*** RECORD SET

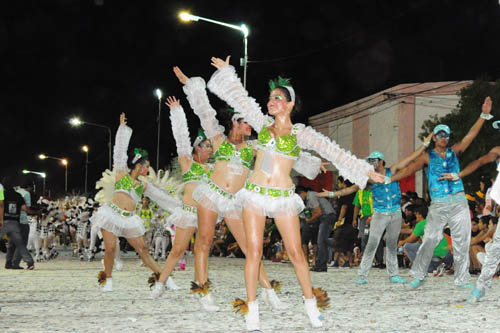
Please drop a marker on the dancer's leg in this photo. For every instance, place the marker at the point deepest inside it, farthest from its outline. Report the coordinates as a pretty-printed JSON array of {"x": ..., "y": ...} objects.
[
  {"x": 140, "y": 247},
  {"x": 237, "y": 229},
  {"x": 109, "y": 251},
  {"x": 204, "y": 237},
  {"x": 181, "y": 242}
]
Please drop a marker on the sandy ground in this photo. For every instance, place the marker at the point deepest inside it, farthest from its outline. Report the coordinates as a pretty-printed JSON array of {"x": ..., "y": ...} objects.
[{"x": 63, "y": 296}]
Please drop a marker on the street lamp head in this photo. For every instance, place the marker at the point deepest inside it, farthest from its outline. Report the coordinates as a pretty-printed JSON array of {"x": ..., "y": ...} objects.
[
  {"x": 158, "y": 93},
  {"x": 244, "y": 30},
  {"x": 186, "y": 17},
  {"x": 75, "y": 122}
]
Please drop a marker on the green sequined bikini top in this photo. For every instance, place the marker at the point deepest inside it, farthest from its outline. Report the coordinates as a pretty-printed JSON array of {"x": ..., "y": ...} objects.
[
  {"x": 195, "y": 173},
  {"x": 285, "y": 145},
  {"x": 134, "y": 188},
  {"x": 227, "y": 149}
]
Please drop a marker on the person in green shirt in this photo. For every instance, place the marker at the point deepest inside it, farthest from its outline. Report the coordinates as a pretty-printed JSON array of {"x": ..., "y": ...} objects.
[{"x": 411, "y": 246}]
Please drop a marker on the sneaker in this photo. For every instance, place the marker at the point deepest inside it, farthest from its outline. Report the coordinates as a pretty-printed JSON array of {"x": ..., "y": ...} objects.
[
  {"x": 158, "y": 290},
  {"x": 360, "y": 281},
  {"x": 475, "y": 295},
  {"x": 397, "y": 279},
  {"x": 170, "y": 285},
  {"x": 440, "y": 270},
  {"x": 108, "y": 286},
  {"x": 270, "y": 298},
  {"x": 415, "y": 284},
  {"x": 208, "y": 303},
  {"x": 466, "y": 286}
]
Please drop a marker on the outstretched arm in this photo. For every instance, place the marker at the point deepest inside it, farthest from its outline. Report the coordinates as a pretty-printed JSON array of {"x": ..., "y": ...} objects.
[
  {"x": 418, "y": 164},
  {"x": 122, "y": 140},
  {"x": 407, "y": 160},
  {"x": 461, "y": 146},
  {"x": 227, "y": 86},
  {"x": 180, "y": 132},
  {"x": 356, "y": 170},
  {"x": 492, "y": 155},
  {"x": 196, "y": 94}
]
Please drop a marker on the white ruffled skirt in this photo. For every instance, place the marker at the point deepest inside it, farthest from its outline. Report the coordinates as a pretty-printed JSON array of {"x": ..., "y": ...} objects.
[
  {"x": 182, "y": 218},
  {"x": 121, "y": 226},
  {"x": 265, "y": 205},
  {"x": 224, "y": 206}
]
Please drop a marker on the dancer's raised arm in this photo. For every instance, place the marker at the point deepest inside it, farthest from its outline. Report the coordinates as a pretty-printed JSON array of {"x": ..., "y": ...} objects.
[
  {"x": 227, "y": 86},
  {"x": 122, "y": 140}
]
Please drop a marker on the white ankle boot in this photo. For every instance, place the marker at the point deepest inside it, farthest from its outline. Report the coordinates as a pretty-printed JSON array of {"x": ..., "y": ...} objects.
[
  {"x": 171, "y": 284},
  {"x": 252, "y": 318},
  {"x": 313, "y": 312},
  {"x": 208, "y": 303},
  {"x": 108, "y": 285},
  {"x": 158, "y": 290},
  {"x": 270, "y": 298}
]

******

Print the records above exactly as they stand, but leave out the pictures.

_OUTPUT OF THE TASK_
Please drop a marker on the dancer's leg in this photo. For every instance, place the marker at the point deepest inside it, farthest from its outline. Report the coordinates as a pretty-printed JSON array of {"x": ..., "y": ...} objects.
[
  {"x": 140, "y": 247},
  {"x": 237, "y": 229},
  {"x": 109, "y": 251},
  {"x": 204, "y": 237},
  {"x": 181, "y": 242}
]
Please drop a marker on the sandy ground in this photo. For every instance, place the marker at the point deepest inside it, farthest from its outline. Report the coordinates as a pretty-printed JSON array of {"x": ..., "y": ...} objects.
[{"x": 63, "y": 296}]
Please drop a marker on the street lamp head in this photo. For every instance, place the marker at the point deepest inside it, farthest from its outline. Report the coordinates as a pretty-printed JSON array of {"x": ..., "y": ...} objects.
[
  {"x": 158, "y": 93},
  {"x": 244, "y": 30},
  {"x": 186, "y": 17},
  {"x": 75, "y": 122}
]
Please drop a marker on the green sequined bikini top in this photo. For every instance, place the marker at the point deepest inside it, farthest from its outline. Report the coordinates as a pretty-printed JSON array of {"x": ..., "y": ...} objects.
[
  {"x": 195, "y": 173},
  {"x": 285, "y": 145},
  {"x": 134, "y": 188},
  {"x": 227, "y": 149}
]
Please drop a marker on the person in green shirt in this photo. For every instance, place the marker at the point deepest inside it, farthest from its outline. Report the coordinates as a pretty-printed JSON array of {"x": ..., "y": ...} objects.
[{"x": 411, "y": 246}]
Please drop a marker on the sneaker in this photo. For every instance, place the marker at the point deepest inside it, farthest from its outline. Report the coordinates as a pretty-printed JSON array of {"x": ..., "y": ...} objects.
[
  {"x": 158, "y": 290},
  {"x": 360, "y": 281},
  {"x": 475, "y": 295},
  {"x": 397, "y": 279},
  {"x": 170, "y": 285},
  {"x": 440, "y": 270},
  {"x": 108, "y": 286},
  {"x": 270, "y": 298},
  {"x": 415, "y": 284},
  {"x": 208, "y": 303},
  {"x": 466, "y": 286}
]
Please drop a marker on the outstretched arm in this photo. For every instance, place the marker at the point deepest inside it, farthest from its outline. Report the coordinates as a pretty-printed JSON array of {"x": ..., "y": ...} objects.
[
  {"x": 418, "y": 164},
  {"x": 122, "y": 140},
  {"x": 407, "y": 160},
  {"x": 461, "y": 146},
  {"x": 227, "y": 86},
  {"x": 180, "y": 132},
  {"x": 356, "y": 170},
  {"x": 492, "y": 155},
  {"x": 196, "y": 94}
]
Please drop a marker on the white ruffled skirt in this photo. For every instance, place the marker at the point deepest inside it, farthest from its outline. Report the coordinates as a pretty-printed JSON array of {"x": ..., "y": ...} objects.
[
  {"x": 182, "y": 218},
  {"x": 121, "y": 226},
  {"x": 265, "y": 205},
  {"x": 224, "y": 206}
]
Please drop a marker on the dancer's raised arm in this photo. For every instance, place the marker at the point deepest inside it, farthest from its outline. Report the coordinates as a pretty-printed JSON array of {"x": ..., "y": ...} objects.
[
  {"x": 227, "y": 86},
  {"x": 122, "y": 140}
]
Please drop a marker on the white ankle boot in this photo. For every instance, place the marker at the point deepest inside it, farthest from its outline. Report the coordinates as a pretty-printed JSON array of {"x": ..., "y": ...} objects.
[
  {"x": 171, "y": 284},
  {"x": 252, "y": 318},
  {"x": 313, "y": 312},
  {"x": 208, "y": 303},
  {"x": 108, "y": 285},
  {"x": 158, "y": 290},
  {"x": 270, "y": 298}
]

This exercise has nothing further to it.